> **Task description**: Locate every line in the records below that contains the word "rose", and copy each of those lines out in full.

> **Records for the task**:
:::::

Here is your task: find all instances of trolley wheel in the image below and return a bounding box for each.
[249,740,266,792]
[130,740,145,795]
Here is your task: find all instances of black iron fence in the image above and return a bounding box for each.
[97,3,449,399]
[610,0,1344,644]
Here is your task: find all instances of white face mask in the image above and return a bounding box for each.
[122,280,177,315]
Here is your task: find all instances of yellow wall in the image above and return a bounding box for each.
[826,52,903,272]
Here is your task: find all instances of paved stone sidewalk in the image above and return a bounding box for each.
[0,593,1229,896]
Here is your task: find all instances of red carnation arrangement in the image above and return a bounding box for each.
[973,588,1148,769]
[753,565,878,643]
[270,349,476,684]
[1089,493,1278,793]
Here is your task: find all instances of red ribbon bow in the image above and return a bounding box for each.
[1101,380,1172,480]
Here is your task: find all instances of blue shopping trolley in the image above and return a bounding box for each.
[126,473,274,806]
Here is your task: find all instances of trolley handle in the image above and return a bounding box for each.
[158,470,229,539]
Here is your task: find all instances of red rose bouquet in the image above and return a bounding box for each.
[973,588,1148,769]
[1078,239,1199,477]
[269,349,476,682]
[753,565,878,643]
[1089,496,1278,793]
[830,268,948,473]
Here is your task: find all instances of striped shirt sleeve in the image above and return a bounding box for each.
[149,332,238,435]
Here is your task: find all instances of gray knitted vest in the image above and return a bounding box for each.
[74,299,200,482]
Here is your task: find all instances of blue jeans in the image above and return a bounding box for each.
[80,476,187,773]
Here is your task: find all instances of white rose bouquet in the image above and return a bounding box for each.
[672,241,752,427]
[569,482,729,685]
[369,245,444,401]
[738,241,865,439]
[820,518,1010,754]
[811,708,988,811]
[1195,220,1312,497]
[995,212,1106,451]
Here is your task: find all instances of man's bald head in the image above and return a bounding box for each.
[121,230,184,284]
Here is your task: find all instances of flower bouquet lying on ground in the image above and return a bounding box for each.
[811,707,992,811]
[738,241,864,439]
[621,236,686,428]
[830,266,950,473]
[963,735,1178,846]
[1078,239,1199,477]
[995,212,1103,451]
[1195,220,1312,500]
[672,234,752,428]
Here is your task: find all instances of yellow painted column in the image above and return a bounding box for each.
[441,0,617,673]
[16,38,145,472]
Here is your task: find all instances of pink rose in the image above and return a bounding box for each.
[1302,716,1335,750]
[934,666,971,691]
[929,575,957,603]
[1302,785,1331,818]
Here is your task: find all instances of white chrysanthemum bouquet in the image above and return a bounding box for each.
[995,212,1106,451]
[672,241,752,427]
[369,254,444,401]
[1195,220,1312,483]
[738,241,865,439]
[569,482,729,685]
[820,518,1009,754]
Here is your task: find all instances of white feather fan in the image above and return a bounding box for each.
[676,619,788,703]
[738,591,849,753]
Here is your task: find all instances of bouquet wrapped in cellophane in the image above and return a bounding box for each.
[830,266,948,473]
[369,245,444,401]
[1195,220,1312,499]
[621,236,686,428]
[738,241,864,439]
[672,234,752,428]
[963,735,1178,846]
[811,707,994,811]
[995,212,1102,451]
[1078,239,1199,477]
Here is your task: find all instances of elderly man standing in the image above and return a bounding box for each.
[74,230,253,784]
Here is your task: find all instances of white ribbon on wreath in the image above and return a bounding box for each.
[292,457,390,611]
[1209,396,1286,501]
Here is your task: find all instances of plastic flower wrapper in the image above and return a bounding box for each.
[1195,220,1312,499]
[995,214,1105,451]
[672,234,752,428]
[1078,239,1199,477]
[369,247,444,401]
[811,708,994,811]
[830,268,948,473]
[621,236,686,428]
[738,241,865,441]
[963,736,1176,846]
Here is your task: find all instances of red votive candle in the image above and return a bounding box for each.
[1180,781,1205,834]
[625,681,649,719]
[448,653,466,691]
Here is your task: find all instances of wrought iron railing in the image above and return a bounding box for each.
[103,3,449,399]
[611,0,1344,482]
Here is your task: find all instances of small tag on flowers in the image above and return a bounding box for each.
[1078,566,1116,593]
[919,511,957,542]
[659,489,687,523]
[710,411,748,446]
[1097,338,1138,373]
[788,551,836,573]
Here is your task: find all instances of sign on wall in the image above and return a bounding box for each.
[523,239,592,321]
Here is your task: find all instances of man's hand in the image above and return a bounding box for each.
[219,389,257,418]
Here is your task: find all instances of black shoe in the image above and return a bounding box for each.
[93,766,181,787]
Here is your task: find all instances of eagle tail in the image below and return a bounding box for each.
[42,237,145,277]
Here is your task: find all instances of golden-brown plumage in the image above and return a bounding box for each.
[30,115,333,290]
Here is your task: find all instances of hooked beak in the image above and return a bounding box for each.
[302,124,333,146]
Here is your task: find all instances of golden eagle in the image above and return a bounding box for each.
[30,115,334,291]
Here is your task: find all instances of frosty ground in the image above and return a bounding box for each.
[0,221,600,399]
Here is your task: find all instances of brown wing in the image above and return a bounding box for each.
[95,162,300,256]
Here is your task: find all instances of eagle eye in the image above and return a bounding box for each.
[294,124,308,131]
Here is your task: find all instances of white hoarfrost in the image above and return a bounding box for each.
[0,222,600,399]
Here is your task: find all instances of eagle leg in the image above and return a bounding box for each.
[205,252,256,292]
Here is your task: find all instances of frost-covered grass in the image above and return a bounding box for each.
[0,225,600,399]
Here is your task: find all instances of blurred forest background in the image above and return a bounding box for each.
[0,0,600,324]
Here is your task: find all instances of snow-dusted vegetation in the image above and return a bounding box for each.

:::::

> **Reply to the task**:
Here is your task: find all instances of red rose bouquet in the image above and return a bounding box for each.
Here is your task: find all instances of white rose bouquet in the image above and return a bounding box for each.
Here is your task: find all instances of pink rose in the image above and return a bounding box for each.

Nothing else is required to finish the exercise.